TASK STATEMENT ::
Gather each line in the entries that includes the string "tree".

DATASET ENTRIES ::
=== Begin Enclosure ===

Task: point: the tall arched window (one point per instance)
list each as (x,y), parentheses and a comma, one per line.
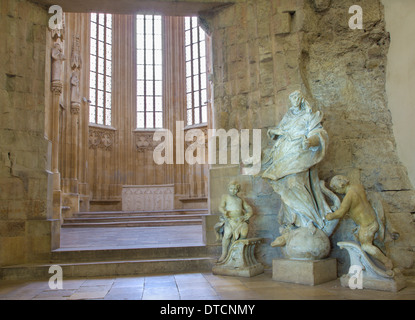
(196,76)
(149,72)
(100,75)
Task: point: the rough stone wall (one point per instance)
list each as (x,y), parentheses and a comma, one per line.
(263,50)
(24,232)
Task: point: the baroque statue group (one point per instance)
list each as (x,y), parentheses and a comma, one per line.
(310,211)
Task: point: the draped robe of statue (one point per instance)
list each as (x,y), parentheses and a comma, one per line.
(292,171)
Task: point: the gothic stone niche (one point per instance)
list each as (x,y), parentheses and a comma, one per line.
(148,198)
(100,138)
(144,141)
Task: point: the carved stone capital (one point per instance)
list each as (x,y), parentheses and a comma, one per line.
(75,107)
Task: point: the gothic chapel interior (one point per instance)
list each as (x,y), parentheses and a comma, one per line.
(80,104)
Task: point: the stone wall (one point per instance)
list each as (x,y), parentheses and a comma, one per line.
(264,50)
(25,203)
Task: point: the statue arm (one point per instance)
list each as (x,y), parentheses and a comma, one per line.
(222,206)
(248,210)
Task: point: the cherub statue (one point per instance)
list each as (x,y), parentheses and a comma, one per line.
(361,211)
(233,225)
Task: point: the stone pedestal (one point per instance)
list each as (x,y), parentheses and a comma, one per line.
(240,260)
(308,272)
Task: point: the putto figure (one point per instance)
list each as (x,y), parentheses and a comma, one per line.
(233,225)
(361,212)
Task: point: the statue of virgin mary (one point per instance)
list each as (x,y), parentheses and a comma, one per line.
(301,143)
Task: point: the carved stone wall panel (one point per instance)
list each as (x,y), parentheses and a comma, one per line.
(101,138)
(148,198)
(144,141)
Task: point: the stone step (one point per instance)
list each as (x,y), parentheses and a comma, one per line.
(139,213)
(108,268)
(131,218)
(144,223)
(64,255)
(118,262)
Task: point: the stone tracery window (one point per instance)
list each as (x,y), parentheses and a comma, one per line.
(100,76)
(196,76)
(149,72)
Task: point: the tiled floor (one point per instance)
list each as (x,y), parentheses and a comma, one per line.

=== End Enclosure ===
=== Begin Enclosure ===

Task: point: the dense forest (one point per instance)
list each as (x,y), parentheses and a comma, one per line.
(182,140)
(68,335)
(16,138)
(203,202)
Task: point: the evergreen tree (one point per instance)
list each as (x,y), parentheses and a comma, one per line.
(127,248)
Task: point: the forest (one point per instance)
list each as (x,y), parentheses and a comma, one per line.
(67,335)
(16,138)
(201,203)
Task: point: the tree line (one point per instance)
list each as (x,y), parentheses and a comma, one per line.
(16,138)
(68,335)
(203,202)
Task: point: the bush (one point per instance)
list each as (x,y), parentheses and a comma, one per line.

=== End Enclosure ===
=== Begin Enclosure ===

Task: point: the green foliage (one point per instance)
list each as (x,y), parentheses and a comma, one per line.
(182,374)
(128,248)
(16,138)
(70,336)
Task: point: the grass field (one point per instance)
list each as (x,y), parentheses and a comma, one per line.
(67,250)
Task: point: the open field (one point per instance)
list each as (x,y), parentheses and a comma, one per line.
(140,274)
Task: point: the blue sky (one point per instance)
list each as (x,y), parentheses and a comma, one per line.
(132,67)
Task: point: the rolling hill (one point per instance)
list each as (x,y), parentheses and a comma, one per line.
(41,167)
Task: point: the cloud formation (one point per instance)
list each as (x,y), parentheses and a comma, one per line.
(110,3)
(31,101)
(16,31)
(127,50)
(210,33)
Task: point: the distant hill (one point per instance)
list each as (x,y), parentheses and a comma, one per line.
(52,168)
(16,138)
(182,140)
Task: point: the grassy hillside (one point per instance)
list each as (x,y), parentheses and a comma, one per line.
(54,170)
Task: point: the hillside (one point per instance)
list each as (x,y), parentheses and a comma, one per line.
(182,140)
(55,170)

=== End Enclosure ===

ANSWER ::
Task: point: the evergreen tree (one point per instance)
Task: point: the tree line (one point per instance)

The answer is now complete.